_Reading text:_
Intel's new Atom Microarchitecture: The Tremont Core in Lakefield
by Dr. Ian Cutress on October 24, 2019 1:30 PM ESTWhile Intel has been discussing a lot about its mainstream Core microarchitecture, it can become easy to forget that its lower power Atom designs are still prevalent in many commercial verticals. Last year at Intel’s Architecture Summit, the company unveiled an extended roadmap showing the next three generations of Atom following Goldmont Plus: Tremont, Gracemont, and ‘Future Mont’. Tremont is set to be launched this year, coming first in a low powered hybrid x86 design called Lakefield for notebooks, and using a new stacking technology called Foveros built on 10+ nm. At the Linley Processor Conference today, Intel unveiled more about the microarchitecture behind Tremont.
For the sake of clarity, a pre-note on ‘Core’ vs ‘core’:
- ‘Core’ and ‘Atom’ are Intel’s two main x86 microarchitecture families
- A ‘core’ is a single designated CPU capable of processing instructions, and can be built by Intel with either ‘Core’ or ‘Atom’ microarchitectures
A Brief History of Atom
Intel’s lower powered Atom microarchitecture has been used for a variety of solutions: embedded platforms, networking, smartphones, tablets, netbooks, NAS devices, control hubs, and a wide array of things we don’t even know about. The positioning of Atom compared to Core was meant to be that Atom was the smaller core design, taking up less silicon die area and being lower performance, but ultimately lower power in a time where the Core microarchitecture was focused more towards high performance designs.
The last few generations of Atom are readily quantified: Silvermont based on 22nm was a big product for the company, which has evolved into Airmont, Goldmont, Goldmont Plus, and now Tremont.
Intel's Atom History | ||||||
AnandTech | Node | Smartphone | Tablet | Netbook Notebook |
Networking Server |
|
Saltwell | 32nm | 2011 | Medfield Clover Trail+ |
Clover Trail | Cedar Trail | |
Silvermont | 22nm | 2013 | Merrifield Moorefield |
Bay Trail-T | Bay Trail-M Bay Trail-D |
Rangeley Avoton |
Airmont | 14nm | 2015 | 'Riverton' | Cherry Trail-T | Braswell | Denverton |
Goldmont | 14nm | 2016 | 'Broxton' | Willow Trail Apollo Lake |
Apollo Lake | |
Goldmont+ | 14nm | 2017 | Gemini Lake | |||
Tremont | 10+ | 2019 | Lakefield | Lakefield | Snow Ridge |
The Atom family lines get a little confusing with Intel playing in all these spaces. The Atom core within in given family is usually identical (L2 configuration might change), and because of the SoC in play, it might get a different name based on the market where it was headed. Intel scrapped the smartphone program back with Broxton in 2016, and the tablet type of SoC has also gone away. With Lakefield, combining Core and Atom, it could be used in Tablets again for 2019/2020, but we will see it in Notebooks with the Surface Pro Neo and in networking/embedded markets as Snow Ridge.

_Work task 1:_ Using the article on Intel's Tremont core, decide whether each statement agrees with it, answering yes or no and quoting the words that settle it. (a) Intel dropped its smartphone program with Broxton in 2016. (b) Atom was meant to take up more silicon die area than Core. (c) Intel gave more details on Tremont at the Linley Processor Conference.
_Work task 2:_ Carry on the article on Intel's Atom history and the Tremont core from the point where it stops.

_Input data:_

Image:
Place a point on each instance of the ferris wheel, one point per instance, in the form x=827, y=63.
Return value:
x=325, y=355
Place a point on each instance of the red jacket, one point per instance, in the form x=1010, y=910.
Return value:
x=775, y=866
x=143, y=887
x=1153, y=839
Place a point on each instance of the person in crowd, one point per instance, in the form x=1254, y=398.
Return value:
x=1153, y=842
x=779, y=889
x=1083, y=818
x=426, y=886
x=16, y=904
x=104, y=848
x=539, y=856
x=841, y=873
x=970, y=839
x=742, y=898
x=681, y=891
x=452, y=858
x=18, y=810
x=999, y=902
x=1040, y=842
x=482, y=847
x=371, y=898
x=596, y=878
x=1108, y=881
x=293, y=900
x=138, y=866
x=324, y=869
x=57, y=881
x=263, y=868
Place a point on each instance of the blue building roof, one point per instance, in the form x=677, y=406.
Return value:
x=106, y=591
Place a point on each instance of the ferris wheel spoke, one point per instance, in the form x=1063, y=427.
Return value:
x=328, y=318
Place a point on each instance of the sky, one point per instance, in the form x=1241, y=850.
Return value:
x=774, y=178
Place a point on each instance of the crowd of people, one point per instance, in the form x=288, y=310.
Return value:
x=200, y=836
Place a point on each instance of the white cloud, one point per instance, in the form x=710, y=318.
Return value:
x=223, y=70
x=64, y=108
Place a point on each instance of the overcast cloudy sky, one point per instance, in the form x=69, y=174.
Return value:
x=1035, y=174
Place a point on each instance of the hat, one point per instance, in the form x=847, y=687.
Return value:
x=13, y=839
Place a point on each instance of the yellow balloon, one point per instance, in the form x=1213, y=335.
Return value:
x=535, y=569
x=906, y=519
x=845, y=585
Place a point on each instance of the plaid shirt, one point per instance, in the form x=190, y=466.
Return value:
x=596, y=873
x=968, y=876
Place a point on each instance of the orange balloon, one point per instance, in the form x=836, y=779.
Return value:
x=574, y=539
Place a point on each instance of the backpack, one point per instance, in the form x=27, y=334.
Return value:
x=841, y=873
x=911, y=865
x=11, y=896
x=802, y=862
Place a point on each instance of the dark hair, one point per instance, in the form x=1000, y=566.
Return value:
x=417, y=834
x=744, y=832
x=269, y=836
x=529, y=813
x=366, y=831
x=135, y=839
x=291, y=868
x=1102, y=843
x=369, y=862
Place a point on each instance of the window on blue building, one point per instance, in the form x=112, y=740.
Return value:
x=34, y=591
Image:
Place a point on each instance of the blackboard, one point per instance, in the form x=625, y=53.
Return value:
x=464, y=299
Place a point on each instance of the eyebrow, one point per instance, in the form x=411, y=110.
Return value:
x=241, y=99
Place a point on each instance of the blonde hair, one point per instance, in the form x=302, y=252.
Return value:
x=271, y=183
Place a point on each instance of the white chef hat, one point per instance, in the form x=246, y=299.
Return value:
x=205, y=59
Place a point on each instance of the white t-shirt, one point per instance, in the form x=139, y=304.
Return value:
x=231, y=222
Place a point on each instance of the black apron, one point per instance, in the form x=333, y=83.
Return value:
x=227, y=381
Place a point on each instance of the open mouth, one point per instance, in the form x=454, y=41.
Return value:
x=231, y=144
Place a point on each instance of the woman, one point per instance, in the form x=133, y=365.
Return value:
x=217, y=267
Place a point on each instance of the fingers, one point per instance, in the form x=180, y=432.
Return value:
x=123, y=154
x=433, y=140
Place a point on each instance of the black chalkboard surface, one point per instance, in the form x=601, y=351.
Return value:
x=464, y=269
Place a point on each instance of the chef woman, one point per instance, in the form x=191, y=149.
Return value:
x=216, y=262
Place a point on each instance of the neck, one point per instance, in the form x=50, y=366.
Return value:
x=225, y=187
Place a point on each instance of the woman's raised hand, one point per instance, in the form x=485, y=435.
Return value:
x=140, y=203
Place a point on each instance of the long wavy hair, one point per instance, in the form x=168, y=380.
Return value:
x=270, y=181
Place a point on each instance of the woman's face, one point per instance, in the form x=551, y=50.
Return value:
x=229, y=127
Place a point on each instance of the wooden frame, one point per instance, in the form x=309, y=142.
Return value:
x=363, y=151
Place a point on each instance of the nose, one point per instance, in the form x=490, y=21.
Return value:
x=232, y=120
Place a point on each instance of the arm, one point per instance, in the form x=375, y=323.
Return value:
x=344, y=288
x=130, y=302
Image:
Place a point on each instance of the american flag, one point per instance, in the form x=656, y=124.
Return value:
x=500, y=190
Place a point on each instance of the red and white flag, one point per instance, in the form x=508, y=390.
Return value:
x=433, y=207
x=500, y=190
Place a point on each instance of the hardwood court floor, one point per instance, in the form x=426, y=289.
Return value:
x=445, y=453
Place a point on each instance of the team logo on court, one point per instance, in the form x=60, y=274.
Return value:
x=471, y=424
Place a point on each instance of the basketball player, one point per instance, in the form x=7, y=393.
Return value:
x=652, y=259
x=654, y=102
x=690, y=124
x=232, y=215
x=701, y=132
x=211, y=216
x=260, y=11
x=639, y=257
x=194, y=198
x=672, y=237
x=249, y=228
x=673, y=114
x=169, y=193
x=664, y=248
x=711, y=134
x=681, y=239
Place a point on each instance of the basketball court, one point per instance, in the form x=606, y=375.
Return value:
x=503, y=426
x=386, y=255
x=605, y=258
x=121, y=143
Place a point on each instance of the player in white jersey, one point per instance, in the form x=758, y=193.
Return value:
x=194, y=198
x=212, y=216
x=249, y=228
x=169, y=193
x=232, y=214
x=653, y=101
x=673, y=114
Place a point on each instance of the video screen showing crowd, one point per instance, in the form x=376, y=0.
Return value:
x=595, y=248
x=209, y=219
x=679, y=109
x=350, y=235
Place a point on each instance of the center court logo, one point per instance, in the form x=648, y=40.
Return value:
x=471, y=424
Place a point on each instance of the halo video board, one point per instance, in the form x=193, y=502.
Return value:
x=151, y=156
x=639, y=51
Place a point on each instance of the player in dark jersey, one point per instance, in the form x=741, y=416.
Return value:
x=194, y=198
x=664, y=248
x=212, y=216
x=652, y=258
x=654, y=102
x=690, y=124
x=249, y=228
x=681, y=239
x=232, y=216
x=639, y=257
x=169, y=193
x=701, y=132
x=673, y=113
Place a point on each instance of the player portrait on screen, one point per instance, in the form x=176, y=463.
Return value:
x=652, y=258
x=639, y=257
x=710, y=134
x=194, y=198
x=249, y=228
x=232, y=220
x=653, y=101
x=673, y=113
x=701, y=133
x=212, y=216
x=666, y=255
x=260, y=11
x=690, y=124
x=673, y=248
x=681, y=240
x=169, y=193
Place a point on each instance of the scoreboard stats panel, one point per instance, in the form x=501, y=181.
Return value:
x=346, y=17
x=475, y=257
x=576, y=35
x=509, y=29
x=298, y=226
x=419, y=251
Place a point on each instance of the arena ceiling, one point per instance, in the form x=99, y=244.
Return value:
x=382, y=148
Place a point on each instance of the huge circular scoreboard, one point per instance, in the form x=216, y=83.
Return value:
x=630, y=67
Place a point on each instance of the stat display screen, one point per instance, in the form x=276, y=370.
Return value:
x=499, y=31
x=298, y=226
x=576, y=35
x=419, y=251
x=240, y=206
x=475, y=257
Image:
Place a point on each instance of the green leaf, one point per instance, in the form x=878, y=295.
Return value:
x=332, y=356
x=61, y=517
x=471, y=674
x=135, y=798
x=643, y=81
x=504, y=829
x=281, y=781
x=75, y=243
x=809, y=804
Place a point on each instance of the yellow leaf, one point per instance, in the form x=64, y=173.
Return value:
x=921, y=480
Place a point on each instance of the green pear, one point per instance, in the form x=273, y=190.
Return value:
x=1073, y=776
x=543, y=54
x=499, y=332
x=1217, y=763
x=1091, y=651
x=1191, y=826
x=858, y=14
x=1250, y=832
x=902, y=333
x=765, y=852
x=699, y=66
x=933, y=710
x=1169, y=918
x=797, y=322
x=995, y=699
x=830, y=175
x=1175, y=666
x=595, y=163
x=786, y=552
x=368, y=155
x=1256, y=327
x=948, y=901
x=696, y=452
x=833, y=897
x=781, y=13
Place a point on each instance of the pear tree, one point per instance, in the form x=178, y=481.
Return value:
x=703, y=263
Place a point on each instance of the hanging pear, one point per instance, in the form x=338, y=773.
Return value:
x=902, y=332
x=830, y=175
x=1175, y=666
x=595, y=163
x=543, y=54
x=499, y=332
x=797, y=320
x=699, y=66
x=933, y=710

_Result 1:_
(a) Yes: "Intel scrapped the smartphone program back with Broxton in 2016"
(b) No: "taking up less silicon die area and being lower performance"
(c) Yes: "At the Linley Processor Conference today, Intel unveiled more about the microarchitecture behind Tremont."

_Result 2:_
Lakefield - 12mm x 12mm, 2mW Standby Power
It is worth noting that as Intel expanded the scope of its Core microarchitecture, from 1.5W per core to 20W+ per core, it has kind of edged Atom more into niche products. Atom still had that super-low-power advantage, with a much smaller die area, but has also been super low performance with a quantifiable step-function below what Core can provide. With Tremont, Intel’s primary focus was bringing the single thread performance of the Atom design in parity to Core at the lower end of performance, with a sizeable overlap between the performance of a single Core design against a single Atom design. Intel published this graph to demonstrate what this looks like on early silicon:
Now, Intel’s Atom platforms haven’t had the greatest press over the last few years. Aside from providing some really nice notebooks around the $200 range on the consumer side, the enterprise side has been dealing with a clock degradation issue that ultimately leaves Atom systems built on C2000 processors unable to boot, which was bad news for embedded Atom systems designed to run for 10-20 years. Intel has since fixed that bug with a silicon update, but the point of that silicon was for it not to be touched for a generation.
With that aside, Intel is looking to revive its Atom fortunes with the new Tremont design, and looking forward to Gracemont and beyond. More performance, crossing over with Core, and with hardware built on Intel’s latest 10+ process, should afford a number of opportunities. Until we get our hands on the hardware, we’re going to examine the design.
Design Goals for Tremont
The odd quirk about CPU design is that for engineers that have been embedded in this space for 20 years, when they were taught about processor design, the main focus was all about performance. Little attention was paid to power. Fast forward to today, and power is the often talked about point when it comes to battery powered devices, and learning to design for both performance and power becomes an intense balancing act for all the engineers involved. We’ve spoken to companies that only allow performance enhancements if the power increase is at most equal in percentage, or perhaps a 2:1 ratio of performance/power. It’s a difficult pie to bake at any rate.
The interesting thing here in our briefing with Intel is that they specifically stated that Tremont was built with performance in mind, and the aim was for a sizeable uptick in the raw clock-for-clock throughput compared to the previous generation Atom, Goldmont Plus. Based on Intel’s own metrics, namely using SPEC, Intel is going to claim an average 30% iso-frequency performance uplift in core performance for Tremont over Goldmont Plus.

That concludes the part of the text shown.